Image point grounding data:
==========
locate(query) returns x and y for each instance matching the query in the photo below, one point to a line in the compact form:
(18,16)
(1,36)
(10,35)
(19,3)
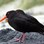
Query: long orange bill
(3,18)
==========
ABOUT THIS EXERCISE – Images are to be omitted; repeat the remaining data above exactly.

RESULT OF THIS EXERCISE –
locate(query) returns x and y for each instance matching the query in the photo below, one point to a line in the compact form:
(18,16)
(1,36)
(10,35)
(19,3)
Query: long orange bill
(3,18)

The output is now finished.